** CHALLENGE **
Please give the entries again, from the line containing "Each instance of the red" down through the last entry, changing every "receives one point" to "earns a single point" and leaving everything else unchanged.

· · ·

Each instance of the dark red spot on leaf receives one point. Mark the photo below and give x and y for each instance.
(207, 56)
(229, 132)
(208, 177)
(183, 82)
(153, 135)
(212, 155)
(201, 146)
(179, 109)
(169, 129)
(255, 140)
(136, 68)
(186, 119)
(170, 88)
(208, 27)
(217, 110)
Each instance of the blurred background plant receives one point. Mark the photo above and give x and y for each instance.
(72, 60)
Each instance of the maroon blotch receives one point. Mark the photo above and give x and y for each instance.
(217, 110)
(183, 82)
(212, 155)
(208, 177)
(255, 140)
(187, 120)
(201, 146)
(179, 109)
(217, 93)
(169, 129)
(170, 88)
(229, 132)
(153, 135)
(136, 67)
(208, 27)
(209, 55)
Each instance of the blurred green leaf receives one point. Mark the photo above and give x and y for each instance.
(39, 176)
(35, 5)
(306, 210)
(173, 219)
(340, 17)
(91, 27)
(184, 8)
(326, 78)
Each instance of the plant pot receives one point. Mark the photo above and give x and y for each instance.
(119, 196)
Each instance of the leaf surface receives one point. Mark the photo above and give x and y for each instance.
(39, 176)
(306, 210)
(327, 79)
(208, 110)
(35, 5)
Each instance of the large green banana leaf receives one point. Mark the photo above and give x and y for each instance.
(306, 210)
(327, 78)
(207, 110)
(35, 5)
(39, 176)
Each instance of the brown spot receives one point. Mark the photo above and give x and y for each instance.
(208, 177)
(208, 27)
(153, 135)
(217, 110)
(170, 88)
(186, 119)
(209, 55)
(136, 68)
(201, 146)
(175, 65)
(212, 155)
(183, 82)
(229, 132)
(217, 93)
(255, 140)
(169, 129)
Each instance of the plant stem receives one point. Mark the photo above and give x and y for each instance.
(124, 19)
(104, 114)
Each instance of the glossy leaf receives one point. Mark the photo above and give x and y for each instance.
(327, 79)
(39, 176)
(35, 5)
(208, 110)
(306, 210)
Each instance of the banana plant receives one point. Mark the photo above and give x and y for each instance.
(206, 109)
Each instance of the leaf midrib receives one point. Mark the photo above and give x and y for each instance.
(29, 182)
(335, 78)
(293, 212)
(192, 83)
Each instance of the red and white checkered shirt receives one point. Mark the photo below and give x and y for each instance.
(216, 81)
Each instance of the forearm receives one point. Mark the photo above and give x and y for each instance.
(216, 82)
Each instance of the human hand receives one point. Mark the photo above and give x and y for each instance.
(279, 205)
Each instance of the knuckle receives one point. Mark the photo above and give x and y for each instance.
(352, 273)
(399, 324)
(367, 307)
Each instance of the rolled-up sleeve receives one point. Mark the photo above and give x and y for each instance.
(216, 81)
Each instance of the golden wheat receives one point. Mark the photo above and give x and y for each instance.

· · ·

** OUTPUT OF THE TASK **
Each instance of the red and white checkered shirt earns a single point. Mark the photo below and give x and y for each instance.
(216, 81)
Each instance of the forearm earns a single point. Mark the photo above and give x and y for each instance.
(216, 82)
Each instance of the human hand earns a single point. Mark the photo above and give x and y for each instance.
(279, 205)
Each instance of the knuckle earns a single point. Mark the photo above and give x and y for each instance.
(352, 273)
(399, 324)
(367, 307)
Each instance of the rolled-up sleeve earns a single point. Mark the photo above and give x and y for each instance.
(216, 81)
Each instance of the golden wheat earns a single point. Mark the photo above and give x and y for each instance.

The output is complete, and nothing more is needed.